PROBLEM TO WORK ON: Reproduce the entries word for word, from the beginning of the entries down to and including the line containing "[[10, 337], [106, 331], [528, 354], [146, 275], [53, 327]]".

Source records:
=======

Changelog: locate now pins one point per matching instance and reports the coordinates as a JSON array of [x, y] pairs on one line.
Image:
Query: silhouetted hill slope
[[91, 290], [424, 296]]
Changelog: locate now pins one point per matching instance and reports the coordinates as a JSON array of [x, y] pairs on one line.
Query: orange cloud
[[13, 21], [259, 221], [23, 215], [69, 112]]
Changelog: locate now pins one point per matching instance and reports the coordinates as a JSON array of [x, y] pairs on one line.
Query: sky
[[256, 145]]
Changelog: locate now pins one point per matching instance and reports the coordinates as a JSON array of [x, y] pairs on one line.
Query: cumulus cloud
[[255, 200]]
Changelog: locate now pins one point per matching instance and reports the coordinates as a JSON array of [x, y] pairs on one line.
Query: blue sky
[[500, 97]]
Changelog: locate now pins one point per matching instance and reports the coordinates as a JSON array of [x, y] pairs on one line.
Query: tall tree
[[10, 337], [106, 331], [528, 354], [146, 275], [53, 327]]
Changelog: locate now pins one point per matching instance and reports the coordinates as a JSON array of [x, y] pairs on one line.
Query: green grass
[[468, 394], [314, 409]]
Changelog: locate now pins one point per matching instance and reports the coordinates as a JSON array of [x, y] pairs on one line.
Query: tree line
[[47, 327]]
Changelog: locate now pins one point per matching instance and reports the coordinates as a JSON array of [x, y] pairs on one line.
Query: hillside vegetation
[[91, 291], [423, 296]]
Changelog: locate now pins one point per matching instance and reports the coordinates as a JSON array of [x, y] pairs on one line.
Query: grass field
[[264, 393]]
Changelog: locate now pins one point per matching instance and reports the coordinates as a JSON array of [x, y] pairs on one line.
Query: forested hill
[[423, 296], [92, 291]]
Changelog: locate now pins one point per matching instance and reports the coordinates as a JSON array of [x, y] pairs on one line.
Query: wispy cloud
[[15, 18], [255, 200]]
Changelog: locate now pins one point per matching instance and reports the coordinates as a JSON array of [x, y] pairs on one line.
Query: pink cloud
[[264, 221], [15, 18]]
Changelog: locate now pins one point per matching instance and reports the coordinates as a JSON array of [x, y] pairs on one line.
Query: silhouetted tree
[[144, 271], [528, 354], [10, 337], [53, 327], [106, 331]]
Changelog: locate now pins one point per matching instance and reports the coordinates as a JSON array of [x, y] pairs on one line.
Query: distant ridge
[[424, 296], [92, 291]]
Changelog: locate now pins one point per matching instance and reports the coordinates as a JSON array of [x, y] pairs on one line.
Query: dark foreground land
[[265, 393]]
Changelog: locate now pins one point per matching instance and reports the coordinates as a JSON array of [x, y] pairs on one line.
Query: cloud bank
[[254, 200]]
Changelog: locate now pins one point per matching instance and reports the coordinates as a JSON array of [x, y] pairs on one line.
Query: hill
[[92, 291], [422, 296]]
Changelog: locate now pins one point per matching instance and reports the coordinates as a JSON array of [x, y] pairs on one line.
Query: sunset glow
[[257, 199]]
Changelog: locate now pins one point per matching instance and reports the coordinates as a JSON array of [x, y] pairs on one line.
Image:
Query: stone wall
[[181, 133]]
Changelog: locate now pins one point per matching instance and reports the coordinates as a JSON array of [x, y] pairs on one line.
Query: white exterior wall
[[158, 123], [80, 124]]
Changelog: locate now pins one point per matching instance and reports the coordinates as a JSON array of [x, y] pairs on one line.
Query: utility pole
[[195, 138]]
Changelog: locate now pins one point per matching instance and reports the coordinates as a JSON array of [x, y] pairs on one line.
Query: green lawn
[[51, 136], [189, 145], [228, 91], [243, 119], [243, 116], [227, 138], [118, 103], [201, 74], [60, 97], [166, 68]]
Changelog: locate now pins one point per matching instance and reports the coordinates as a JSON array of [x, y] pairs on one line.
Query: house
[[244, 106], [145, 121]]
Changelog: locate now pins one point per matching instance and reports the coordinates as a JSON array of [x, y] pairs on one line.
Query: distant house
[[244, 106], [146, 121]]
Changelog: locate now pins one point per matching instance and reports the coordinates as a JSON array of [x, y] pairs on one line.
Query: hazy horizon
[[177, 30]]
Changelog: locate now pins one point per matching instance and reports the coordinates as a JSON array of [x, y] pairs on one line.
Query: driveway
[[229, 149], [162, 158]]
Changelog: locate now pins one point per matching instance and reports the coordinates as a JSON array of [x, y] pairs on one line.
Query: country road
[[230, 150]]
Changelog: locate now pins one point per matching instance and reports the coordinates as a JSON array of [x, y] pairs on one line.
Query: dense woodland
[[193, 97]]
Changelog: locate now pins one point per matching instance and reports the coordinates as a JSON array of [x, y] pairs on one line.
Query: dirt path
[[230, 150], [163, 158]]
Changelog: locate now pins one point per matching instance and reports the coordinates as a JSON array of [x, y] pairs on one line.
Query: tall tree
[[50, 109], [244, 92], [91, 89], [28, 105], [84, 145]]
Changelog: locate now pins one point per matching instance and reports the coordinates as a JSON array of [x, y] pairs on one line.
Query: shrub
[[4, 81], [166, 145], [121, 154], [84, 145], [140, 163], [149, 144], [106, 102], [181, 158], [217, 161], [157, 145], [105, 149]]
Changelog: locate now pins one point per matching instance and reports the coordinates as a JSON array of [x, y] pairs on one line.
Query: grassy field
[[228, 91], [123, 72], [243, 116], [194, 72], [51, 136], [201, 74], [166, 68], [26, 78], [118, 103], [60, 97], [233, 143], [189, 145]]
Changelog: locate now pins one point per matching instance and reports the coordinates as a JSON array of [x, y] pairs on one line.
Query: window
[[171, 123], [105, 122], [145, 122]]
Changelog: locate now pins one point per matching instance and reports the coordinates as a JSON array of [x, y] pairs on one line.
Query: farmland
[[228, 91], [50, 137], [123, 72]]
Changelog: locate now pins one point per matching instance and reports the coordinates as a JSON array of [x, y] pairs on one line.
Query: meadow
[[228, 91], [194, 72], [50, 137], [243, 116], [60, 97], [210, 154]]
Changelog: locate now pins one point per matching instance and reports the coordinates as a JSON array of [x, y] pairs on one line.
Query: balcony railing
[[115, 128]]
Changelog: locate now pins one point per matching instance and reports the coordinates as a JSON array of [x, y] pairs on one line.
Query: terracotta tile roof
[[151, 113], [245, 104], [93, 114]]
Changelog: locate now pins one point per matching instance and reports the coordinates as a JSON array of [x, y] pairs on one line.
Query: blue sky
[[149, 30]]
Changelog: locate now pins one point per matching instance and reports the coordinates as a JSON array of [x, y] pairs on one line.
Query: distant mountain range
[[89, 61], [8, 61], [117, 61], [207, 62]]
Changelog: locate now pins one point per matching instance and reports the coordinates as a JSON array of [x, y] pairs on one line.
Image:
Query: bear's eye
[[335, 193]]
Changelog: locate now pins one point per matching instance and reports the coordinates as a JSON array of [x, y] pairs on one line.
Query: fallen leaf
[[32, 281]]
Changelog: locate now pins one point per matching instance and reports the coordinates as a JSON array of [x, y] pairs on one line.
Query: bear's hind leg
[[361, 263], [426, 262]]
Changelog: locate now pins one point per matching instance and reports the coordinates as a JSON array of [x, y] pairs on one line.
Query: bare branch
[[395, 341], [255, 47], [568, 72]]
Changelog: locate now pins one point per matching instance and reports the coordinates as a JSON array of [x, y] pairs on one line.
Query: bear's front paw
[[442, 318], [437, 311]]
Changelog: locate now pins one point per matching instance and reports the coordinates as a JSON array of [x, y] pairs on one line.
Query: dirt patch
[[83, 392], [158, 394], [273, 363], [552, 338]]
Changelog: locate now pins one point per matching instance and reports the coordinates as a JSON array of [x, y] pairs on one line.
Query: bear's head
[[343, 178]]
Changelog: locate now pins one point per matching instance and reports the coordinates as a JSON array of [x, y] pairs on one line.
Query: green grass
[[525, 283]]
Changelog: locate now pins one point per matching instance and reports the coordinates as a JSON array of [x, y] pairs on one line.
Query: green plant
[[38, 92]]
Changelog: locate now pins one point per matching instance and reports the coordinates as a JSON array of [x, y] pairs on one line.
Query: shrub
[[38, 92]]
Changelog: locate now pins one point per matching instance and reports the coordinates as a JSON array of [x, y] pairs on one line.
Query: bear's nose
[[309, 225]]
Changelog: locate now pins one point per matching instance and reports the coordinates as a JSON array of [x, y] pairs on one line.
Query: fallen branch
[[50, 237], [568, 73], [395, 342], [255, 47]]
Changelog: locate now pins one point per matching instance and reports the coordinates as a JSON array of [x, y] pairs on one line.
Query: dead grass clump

=======

OUTPUT OF THE EXERCISE:
Changelog: locate now pins one point per matching instance and reports the coordinates as a JSON array of [x, y] pairs on one line.
Image:
Query: silhouetted hill slope
[[91, 290], [424, 296]]
Changelog: locate now pins one point per matching instance and reports the coordinates as a JSON array of [x, y] pairs on one line.
Query: orange cloud
[[13, 21], [259, 221], [23, 215], [69, 112]]
Changelog: locate now pins one point per matching instance and reports the coordinates as a JSON array of [x, y] pairs on one line.
Query: sky
[[256, 145]]
Changelog: locate now pins one point per matching instance and reports the coordinates as a JSON array of [x, y] pairs on one line.
Query: cumulus cloud
[[255, 200]]
Changelog: locate now pins one point per matching instance and reports the coordinates as a JSON array of [x, y] pairs on one line.
Query: blue sky
[[500, 97]]
Changelog: locate now pins one point per matching instance and reports the coordinates as a JSON array of [x, y] pairs on one line.
Query: tall tree
[[10, 337], [106, 331], [528, 354], [146, 275], [53, 327]]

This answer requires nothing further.